DATA FOR PROCESSING:
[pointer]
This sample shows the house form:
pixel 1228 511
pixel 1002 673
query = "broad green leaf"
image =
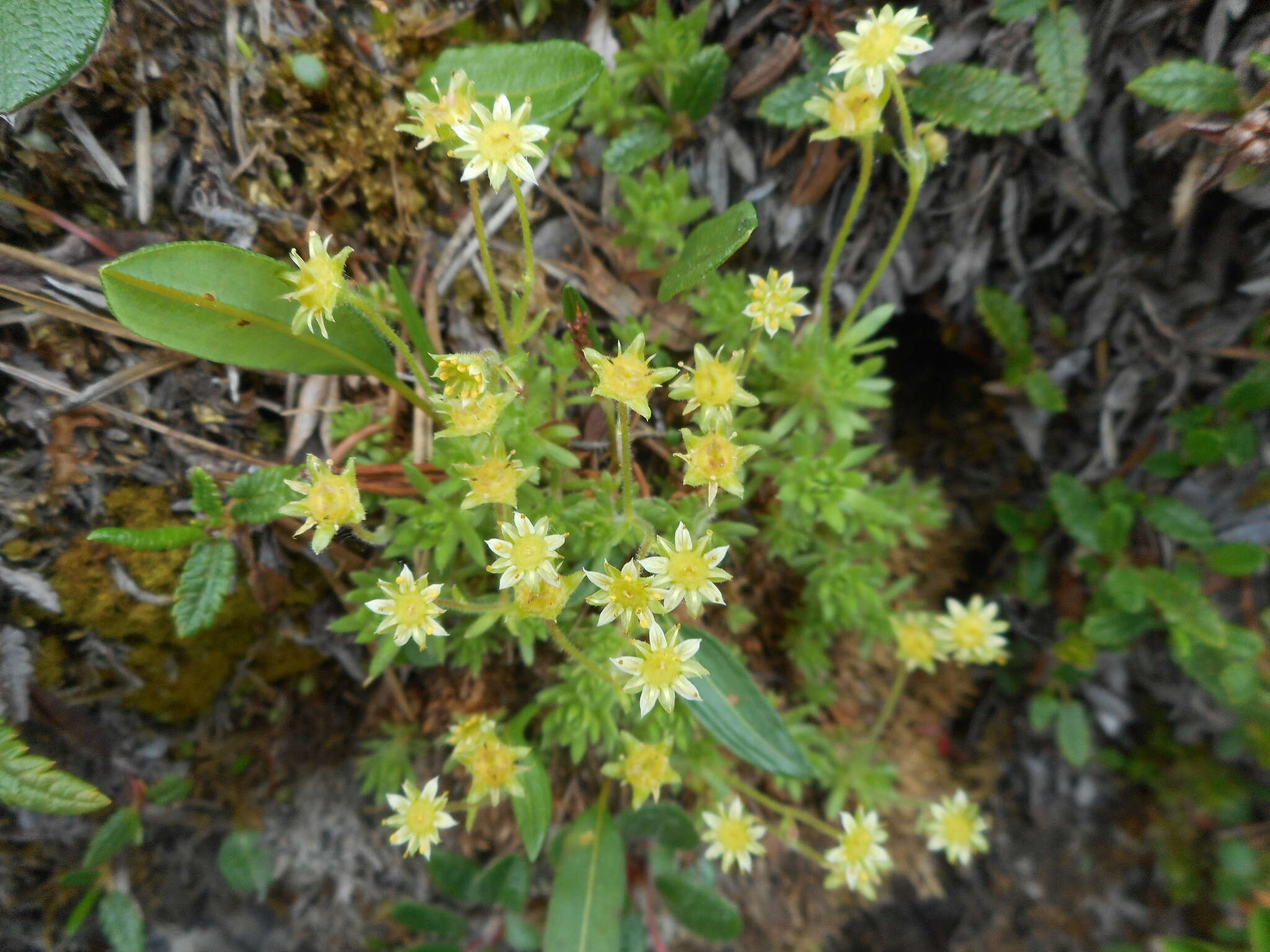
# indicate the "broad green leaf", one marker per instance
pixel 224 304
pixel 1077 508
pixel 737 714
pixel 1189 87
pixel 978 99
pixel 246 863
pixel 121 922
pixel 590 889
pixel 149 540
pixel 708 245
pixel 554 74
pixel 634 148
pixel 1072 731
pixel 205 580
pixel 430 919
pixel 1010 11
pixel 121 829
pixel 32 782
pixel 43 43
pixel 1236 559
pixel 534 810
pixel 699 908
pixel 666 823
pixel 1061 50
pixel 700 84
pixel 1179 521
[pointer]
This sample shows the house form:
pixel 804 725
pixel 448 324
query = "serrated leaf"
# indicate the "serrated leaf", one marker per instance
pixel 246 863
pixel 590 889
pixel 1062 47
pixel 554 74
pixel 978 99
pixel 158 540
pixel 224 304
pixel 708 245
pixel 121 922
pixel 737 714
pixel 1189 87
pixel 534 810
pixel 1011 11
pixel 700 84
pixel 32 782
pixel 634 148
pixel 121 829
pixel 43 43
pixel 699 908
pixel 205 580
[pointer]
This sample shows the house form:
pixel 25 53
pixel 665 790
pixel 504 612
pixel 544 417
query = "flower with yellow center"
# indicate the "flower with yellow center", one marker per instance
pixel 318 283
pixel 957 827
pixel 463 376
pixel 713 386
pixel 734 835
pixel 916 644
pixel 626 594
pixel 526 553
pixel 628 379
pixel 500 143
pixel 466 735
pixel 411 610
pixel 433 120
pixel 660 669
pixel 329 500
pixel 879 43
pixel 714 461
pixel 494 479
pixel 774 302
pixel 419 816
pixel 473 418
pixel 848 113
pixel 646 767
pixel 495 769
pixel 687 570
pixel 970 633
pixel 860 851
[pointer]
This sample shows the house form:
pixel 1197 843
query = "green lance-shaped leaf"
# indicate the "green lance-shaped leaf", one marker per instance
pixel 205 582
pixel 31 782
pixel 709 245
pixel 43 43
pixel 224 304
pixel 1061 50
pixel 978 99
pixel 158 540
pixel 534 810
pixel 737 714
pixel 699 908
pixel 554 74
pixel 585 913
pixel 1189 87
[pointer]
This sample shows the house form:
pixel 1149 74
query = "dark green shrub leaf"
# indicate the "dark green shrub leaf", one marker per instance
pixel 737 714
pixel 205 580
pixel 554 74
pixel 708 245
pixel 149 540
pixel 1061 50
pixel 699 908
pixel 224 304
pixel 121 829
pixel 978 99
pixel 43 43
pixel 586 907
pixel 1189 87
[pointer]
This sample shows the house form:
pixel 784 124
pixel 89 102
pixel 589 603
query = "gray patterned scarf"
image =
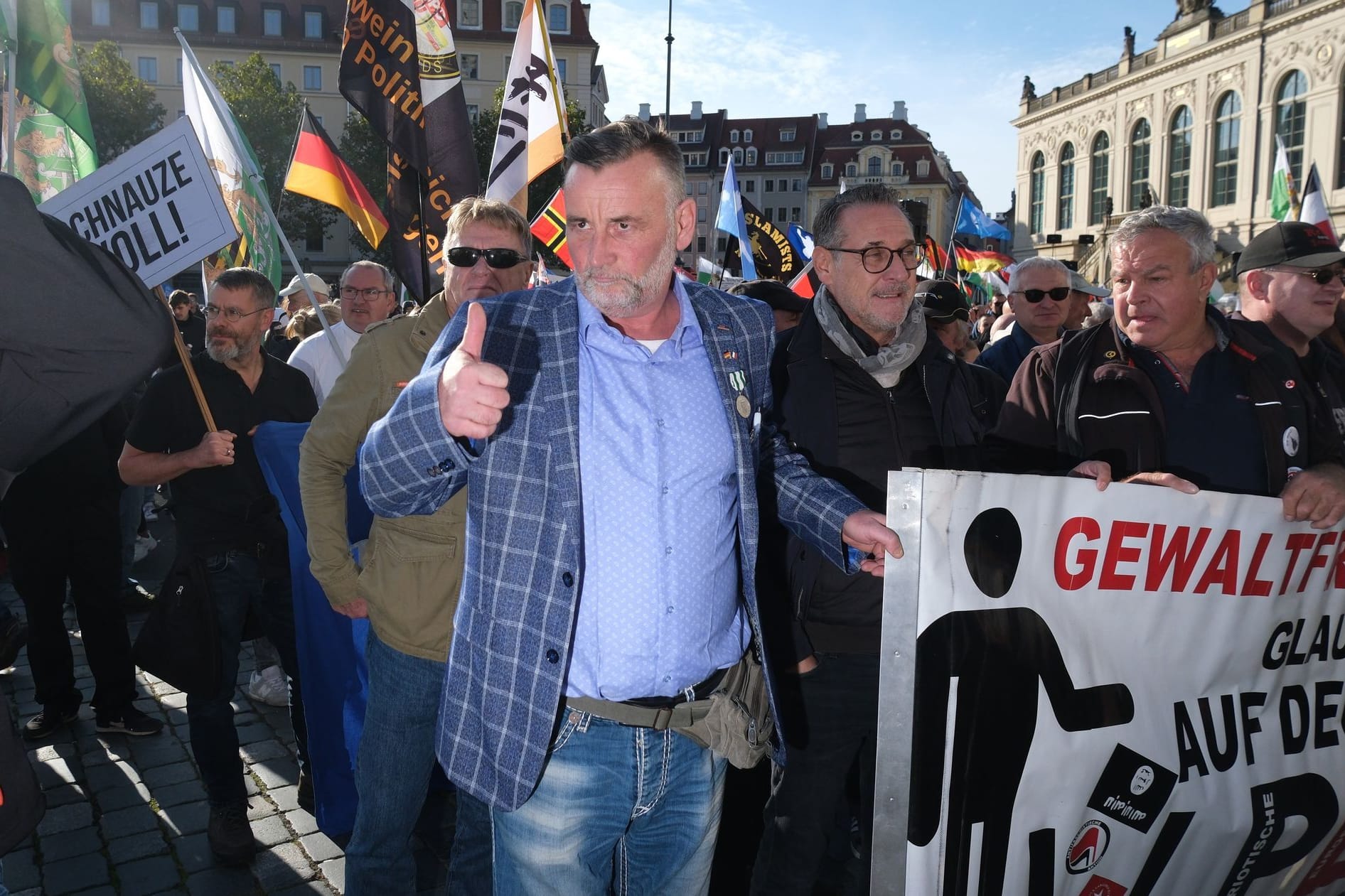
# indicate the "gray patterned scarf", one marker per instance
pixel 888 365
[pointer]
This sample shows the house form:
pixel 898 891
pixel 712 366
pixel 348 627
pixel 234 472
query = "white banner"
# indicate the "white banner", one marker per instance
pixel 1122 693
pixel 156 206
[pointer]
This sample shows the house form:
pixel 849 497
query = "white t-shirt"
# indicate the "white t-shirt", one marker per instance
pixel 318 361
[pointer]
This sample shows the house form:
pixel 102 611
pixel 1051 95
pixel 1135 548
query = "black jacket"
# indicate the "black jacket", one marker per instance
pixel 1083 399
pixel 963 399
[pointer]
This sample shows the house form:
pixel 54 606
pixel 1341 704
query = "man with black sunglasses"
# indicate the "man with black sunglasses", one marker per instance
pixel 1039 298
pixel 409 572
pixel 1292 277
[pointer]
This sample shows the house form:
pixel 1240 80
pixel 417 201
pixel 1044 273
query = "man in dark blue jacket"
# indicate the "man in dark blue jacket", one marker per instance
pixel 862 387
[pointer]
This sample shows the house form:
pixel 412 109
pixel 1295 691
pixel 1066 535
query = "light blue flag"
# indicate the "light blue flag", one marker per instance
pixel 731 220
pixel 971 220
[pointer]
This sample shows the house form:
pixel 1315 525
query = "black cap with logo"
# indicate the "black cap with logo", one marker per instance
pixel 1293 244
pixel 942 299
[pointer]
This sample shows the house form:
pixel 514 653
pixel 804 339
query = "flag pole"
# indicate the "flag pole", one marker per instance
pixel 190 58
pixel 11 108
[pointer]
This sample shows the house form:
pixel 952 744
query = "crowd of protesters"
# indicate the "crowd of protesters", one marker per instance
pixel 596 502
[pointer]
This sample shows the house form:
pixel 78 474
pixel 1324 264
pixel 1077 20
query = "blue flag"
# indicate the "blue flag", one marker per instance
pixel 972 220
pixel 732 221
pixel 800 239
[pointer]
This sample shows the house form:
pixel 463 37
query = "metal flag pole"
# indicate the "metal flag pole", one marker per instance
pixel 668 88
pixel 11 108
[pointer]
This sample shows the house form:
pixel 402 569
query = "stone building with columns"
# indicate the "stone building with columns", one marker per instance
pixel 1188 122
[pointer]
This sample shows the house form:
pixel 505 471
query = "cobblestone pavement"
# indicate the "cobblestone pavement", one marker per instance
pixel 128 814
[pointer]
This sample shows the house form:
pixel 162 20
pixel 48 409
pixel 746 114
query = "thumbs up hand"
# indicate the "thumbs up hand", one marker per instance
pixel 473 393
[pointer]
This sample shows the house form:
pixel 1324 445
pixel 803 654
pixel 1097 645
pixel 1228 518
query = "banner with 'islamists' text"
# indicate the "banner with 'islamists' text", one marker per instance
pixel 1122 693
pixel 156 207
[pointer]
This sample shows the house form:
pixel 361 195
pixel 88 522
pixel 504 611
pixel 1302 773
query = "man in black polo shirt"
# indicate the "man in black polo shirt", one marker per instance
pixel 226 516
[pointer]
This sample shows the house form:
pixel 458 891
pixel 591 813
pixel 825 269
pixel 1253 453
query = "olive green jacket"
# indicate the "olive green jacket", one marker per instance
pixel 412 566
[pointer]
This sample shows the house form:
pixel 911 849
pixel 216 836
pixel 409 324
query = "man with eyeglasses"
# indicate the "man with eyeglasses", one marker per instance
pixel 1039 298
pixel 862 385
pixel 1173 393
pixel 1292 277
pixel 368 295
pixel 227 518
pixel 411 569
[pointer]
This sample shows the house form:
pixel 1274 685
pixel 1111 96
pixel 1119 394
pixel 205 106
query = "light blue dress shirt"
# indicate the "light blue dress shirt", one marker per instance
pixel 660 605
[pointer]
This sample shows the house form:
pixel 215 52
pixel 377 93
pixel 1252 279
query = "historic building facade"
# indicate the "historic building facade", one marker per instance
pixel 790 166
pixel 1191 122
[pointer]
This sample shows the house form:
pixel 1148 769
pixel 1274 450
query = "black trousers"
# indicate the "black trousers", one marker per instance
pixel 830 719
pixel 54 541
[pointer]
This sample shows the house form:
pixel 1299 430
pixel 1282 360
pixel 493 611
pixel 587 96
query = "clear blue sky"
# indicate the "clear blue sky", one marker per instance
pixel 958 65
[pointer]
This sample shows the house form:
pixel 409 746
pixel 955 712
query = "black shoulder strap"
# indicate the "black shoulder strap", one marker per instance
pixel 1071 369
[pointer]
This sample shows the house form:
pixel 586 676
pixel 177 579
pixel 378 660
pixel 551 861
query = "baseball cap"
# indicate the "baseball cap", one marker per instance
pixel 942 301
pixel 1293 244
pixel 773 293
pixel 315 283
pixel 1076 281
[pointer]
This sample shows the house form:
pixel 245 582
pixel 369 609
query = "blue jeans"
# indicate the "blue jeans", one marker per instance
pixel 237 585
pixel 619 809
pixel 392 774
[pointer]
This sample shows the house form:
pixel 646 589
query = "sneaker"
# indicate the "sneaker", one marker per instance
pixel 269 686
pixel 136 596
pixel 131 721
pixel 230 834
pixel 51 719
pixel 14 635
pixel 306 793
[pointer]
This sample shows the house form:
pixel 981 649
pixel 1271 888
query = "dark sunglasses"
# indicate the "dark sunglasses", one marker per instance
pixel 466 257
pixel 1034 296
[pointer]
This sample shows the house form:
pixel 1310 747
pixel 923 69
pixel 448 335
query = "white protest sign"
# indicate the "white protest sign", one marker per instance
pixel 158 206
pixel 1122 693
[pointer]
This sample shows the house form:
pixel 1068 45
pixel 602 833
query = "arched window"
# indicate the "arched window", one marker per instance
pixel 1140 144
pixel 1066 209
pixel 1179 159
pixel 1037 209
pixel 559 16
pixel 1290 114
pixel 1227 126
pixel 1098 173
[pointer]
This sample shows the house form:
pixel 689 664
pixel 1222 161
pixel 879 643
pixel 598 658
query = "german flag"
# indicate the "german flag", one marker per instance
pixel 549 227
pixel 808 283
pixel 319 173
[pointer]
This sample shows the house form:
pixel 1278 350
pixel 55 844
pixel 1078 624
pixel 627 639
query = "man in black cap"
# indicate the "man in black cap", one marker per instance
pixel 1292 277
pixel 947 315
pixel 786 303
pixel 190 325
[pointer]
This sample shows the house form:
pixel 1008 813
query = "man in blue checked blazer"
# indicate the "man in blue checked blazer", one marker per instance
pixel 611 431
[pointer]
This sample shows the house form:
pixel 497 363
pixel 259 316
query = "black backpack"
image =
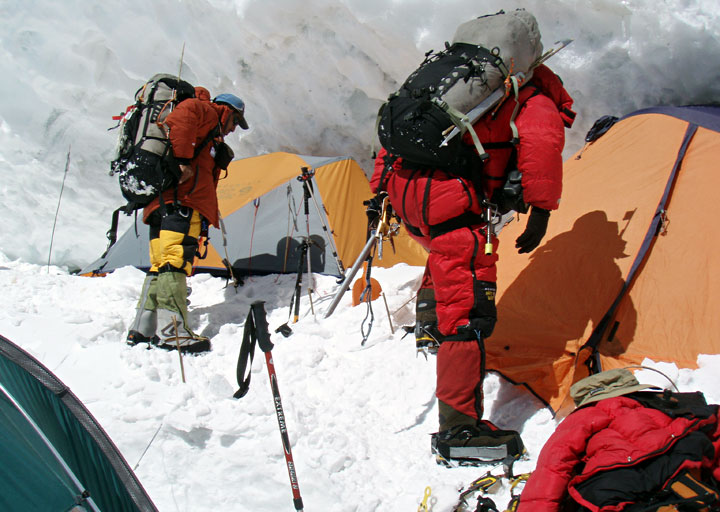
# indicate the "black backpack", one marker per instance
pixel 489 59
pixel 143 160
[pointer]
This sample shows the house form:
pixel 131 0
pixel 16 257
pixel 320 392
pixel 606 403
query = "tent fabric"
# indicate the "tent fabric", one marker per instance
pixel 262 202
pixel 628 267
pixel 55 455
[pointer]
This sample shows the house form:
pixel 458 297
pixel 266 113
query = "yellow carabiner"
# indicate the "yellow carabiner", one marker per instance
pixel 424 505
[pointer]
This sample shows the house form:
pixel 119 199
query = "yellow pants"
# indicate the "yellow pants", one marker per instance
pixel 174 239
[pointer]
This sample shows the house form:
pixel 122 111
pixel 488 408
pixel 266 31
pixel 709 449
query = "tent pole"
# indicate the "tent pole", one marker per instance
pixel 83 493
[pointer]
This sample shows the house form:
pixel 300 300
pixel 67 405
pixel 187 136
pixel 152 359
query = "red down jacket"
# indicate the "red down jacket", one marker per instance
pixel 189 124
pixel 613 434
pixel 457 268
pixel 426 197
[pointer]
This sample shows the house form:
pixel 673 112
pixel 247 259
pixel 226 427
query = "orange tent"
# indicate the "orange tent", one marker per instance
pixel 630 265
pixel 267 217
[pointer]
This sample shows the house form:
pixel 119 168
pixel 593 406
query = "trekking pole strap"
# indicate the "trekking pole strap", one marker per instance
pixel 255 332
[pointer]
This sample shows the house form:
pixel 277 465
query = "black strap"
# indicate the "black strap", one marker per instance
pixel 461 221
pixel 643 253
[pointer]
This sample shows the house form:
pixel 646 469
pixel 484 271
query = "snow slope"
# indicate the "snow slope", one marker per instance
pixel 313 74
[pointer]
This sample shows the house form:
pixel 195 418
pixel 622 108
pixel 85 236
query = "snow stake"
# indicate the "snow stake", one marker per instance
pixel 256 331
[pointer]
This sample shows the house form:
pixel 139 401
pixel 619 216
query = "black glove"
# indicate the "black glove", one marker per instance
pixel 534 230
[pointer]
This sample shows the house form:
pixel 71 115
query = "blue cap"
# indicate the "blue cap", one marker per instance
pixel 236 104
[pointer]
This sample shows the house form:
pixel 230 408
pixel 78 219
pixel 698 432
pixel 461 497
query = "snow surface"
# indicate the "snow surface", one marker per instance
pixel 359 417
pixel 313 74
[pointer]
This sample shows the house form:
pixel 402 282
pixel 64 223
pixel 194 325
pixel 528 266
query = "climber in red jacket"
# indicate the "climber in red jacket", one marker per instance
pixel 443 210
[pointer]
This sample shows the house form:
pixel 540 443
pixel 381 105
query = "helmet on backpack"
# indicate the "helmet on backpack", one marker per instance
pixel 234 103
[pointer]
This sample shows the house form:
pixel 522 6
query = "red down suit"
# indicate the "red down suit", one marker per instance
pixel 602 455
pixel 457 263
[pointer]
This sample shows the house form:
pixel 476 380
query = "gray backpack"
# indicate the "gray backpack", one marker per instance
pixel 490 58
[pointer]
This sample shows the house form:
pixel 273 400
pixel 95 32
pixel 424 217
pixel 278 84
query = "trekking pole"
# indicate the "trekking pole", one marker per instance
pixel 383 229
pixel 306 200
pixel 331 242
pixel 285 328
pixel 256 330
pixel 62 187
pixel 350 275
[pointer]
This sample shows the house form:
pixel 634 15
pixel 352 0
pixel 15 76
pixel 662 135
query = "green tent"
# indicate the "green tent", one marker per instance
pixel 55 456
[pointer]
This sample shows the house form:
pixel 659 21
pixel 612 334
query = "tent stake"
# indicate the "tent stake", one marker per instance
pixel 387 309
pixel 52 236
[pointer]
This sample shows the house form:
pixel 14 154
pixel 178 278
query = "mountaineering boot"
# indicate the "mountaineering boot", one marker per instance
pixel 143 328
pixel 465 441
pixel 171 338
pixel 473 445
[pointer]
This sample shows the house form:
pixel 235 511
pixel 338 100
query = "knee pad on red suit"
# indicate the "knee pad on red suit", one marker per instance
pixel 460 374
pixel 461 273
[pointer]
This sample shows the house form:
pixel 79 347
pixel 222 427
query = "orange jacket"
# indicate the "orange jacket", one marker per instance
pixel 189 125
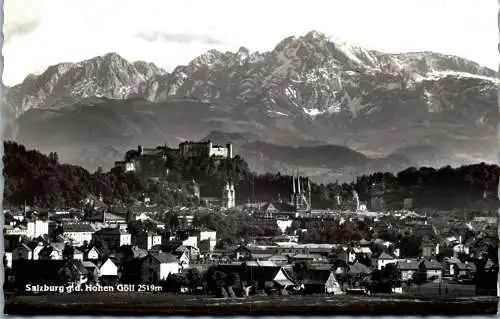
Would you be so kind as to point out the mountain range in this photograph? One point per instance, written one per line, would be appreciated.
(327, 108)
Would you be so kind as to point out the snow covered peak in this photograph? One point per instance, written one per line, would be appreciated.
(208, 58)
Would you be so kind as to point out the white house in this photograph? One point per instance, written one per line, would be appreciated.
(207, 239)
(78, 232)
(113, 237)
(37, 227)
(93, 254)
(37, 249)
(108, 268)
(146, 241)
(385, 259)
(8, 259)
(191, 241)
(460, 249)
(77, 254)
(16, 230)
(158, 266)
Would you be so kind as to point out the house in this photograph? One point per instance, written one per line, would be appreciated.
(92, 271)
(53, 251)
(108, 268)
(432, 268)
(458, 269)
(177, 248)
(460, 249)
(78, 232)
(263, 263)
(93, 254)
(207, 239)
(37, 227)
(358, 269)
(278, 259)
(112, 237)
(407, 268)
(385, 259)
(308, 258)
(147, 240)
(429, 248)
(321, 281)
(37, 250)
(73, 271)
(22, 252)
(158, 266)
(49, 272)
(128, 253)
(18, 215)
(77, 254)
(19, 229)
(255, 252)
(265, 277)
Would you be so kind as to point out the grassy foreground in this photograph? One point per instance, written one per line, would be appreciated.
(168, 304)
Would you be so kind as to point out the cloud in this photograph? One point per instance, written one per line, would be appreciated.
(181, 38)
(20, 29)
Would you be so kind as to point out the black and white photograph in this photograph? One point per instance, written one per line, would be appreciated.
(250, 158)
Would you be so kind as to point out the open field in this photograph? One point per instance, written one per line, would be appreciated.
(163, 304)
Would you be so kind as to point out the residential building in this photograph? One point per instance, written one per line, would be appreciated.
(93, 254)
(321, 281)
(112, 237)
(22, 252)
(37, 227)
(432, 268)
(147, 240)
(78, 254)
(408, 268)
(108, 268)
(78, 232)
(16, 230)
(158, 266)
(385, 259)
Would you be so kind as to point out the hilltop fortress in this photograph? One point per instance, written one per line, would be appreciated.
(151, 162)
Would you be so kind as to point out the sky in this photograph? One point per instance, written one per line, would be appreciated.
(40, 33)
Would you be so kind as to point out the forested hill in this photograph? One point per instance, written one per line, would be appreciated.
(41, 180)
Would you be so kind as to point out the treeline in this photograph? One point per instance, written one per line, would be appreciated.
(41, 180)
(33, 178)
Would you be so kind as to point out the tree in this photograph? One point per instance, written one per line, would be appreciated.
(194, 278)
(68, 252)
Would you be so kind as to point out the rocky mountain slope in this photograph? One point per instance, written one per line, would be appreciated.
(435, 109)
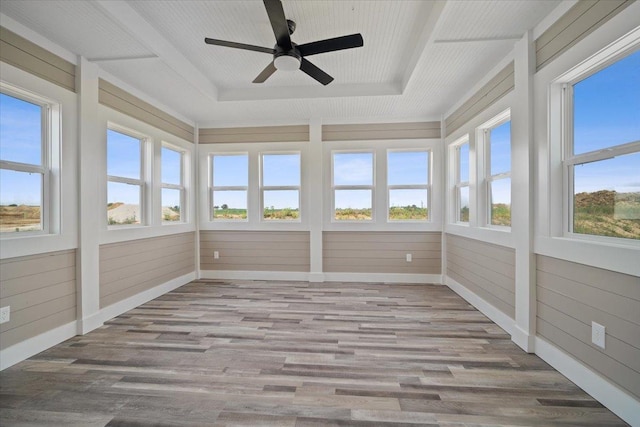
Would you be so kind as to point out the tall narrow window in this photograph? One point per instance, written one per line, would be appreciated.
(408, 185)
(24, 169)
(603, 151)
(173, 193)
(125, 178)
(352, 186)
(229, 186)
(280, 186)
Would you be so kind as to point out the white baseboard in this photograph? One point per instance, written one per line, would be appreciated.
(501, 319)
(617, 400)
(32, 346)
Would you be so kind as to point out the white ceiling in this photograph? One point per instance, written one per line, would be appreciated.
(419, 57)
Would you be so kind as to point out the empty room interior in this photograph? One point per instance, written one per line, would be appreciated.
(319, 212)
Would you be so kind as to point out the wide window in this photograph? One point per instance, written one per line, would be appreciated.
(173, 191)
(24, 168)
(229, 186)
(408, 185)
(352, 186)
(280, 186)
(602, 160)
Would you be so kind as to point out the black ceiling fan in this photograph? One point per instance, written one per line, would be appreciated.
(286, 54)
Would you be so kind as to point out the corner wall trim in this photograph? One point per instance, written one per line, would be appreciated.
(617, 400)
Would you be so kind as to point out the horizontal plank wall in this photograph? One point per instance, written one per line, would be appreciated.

OBJECTIVE:
Repeat the lines from the one containing "the black ceiling" up to and including the last line of the entries, swapping "corner wall trim" for "crown molding" and leaving everything else unchanged.

RESULT FOR THIS EXERCISE:
Would you be so kind as to point out the black ceiling fan in this photograph? One point per instance, written one per line, would be appreciated.
(286, 54)
Would you be so kind as to point out the crown molding in this photograph? One point per instance, written one per line, would be appreciated.
(617, 400)
Would you be so kind as to point out the horizontal plank wall in this photograph? One point per instance, written one per line, would be appreciated.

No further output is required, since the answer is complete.